◆ Provided text ◆

□ □ □ □

When pork processing plants across the country had to operate at a reduced capacity, pigs were stuck on farms longer than usual.
okPORK staff began to search for local processing plants that were available to process pork for donation to the Regional Food Bank of Oklahoma.
The Oklahoma State University Robert M. Kerr Food and Agricultural Products Center answered that call and Prestage Farms of Oklahoma had pigs to donate.
“The reality that we have people in our great country who go hungry on a daily basis is tragic,” said Greg Stephens, general manager for Prestage Farms of Oklahoma.
“Any entity or individual that has resources to help alleviate this situation should feel morally obligated to help in any way possible.”
Each week for four weeks in June and July, Lloyd Hawkins, okPORK community outreach specialist, drove a truck with a trailer loaned by Larry & Debra Cheatwood of Vanoss, Oklahoma, to Texhoma, Oklahoma, to pick up pigs and deliver them to Stillwater for processing.
Those pigs were processed into ground pork and delivered to the Regional Food Bank of Oklahoma. The result of this effort was approximately 2,600 pounds, or 10,400 servings, of much-needed protein given to the families served by the food bank.

□ □ □ □

◆ Complete the following ◆
(A) According to the pork donation text, how many servings of protein reached the families served by the food bank?
(B) Pick up the pork donation text after its last sentence and write one more paragraph.

◆ Data excerpt ◆
□ □ □ □

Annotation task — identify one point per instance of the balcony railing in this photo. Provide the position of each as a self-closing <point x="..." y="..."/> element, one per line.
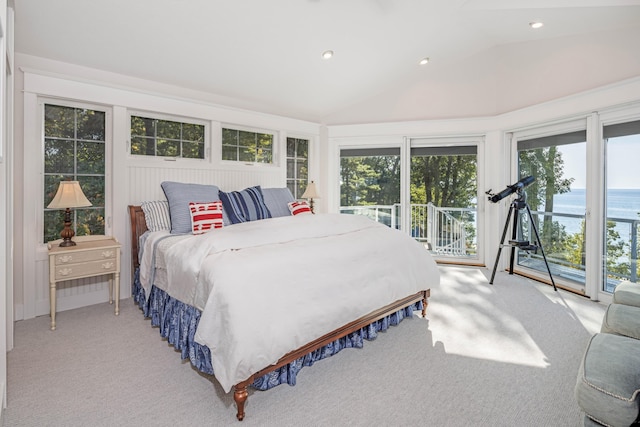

□ □ □ □

◆ Answers to this exercise ◆
(A) About 10,400 servings.

(B)
“We are so grateful for the Oklahoma Pork Council. Our partner agencies across central and western Oklahoma have seen a large increase in new clients during the COVID-19 pandemic,” said Deb Bunting, interim CEO of the Regional Food Bank.
“During these difficult times, it is so important that we are able to offer protein to Oklahomans living with food insecurity.”
A key partner in this donation was the OSU Robert M. Kerr Food and Agricultural Products Center, known as FAPC.
“It was challenging to find a local processor who had the capacity to help us turn these pigs into a product that will benefit the food bank,” said Roy Lee Lindsey, okPORK executive director.
“We appreciate the FAPC staff fitting us into their busy schedule and making this project possible.”
“It was an honor to be able to harvest and process these animals for such a worthy cause,” said Brandon Kahle, FAPC meat pilot plant manager. “The pandemic has certainly impacted the industry in many ways.”